Start of Extract to read

Auckland had done a “very important job for us”, said Ardern, but the city has been locked down for four months. “We need to keep moving.”
10.45am: December 15 not just ‘throwing the gates open’ – Wood
The transport minister said it wouldn’t be viable to keep Auckland in lockdown across the summer period.
The city will reconnect with the rest of New Zealand in just under a month’s time. Spot checks will be the only way of ensuring Covid-19 doesn’t escape the city.
Speaking to TVNZ’s Breakfast, Michael Wood said the Auckland boundary was never going to be long term. “Just absolutely rest assured that we are, and we will be doing, everything that we possibly can, particularly in areas where we have vulnerable communities, to get those vaccination rates up to provide additional protection and to make sure that people are kept safe,” he said.
“It’s not just ‘throw the gates open’, it’s having that level of protection in place so that we do limit the possibility of any spread.”
9.20am: Reports of Covid-19 in Palmerston North
There are claims a case of Covid-19 has been detected in Palmerston North.
United Cricket Club chairman Paul Hofmann told Stuff that one of their players tested positive last night after feeling unwell and seeking a test. He had been at training on Tuesday night, but had tested negative from an earlier test taken on Monday.
“He started feeling unwell on Wednesday and thought it would be prudent to go out and get another test which was really sensible. As soon as he got that result he informed us,” said Hofmann.
The Ministry of Health has yet to confirm the result and is unlikely to do so before today’s 1pm statement. Covid spreading to Palmerston North is somewhat unsurprising considering cases have been confirmed in Tararua and Wairarapa in recent days.
8.10am: Hone Harawira worried ‘flood of Aucklanders’ will lead to Tai Tokerau deaths
There’s concern from some in Northland that the decision to drop Auckland’s boundary on December 15 will lead to Covid spread – and Covid deaths.
It was announced yesterday that Auckland will have no fixed border or checkpoints once the boundary is lifted, with police set to spot check travellers leaving the city.

End of Extract to read

→ **Task list**:
A) From the Covid-19 updates, quote the passage that begins at the words "10.45am: December 15" and ends after the words "escape the city.".
B) According to the Covid-19 updates, on what day did the Palmerston North cricket player start feeling unwell?
C) Write what comes next in the Covid-19 updates, picking up after their final sentence.

Start of Extracted material

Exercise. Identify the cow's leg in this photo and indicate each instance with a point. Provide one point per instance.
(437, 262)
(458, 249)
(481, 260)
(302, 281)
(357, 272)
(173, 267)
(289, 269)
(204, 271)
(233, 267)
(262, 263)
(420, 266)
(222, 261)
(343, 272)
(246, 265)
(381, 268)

End of Extracted material

→ **Results by task**:
A)
10.45am: December 15 not just ‘throwing the gates open’ – Wood
The transport minister said it wouldn’t be viable to keep Auckland in lockdown across the summer period.
The city will reconnect with the rest of New Zealand in just under a month’s time. Spot checks will be the only way of ensuring Covid-19 doesn’t escape the city.

B) Wednesday

C)
Prime minister Jacinda Ardern said that while the southern border will largely be free-flowing traffic, police will work with iwi on the Northland side to manage incoming traffic. But Hone Harawira, Tai Tokerau Border Control leader, told RNZ’s Checkpoint that was a “flat out lie”.
“[The prime minister] followed that up to say there will be no hard border and only spot checks. Spot checks are absolutely useless at stopping the flood of Aucklanders,” said Harawira. “Seven months locked down; they’re going to come flooding into the north.”
He said the hard border should remain in place for longer or else it will be “open season” for Tai Tokerau. “We’re a long way from [90% vaccination],” he said. “Everybody’s killing themselves trying to get as many people as vaccinated.” According to Harawira, the region won’t hit that vaccine milestone unti mid-January “which is when everybody stops coming to the north”.
“A flood of Aucklanders on December 15 and we’ve had it,” added Harawira. “We have no capacity to manage the health and wellbeing of our own people. So we’re saying please hold-off.”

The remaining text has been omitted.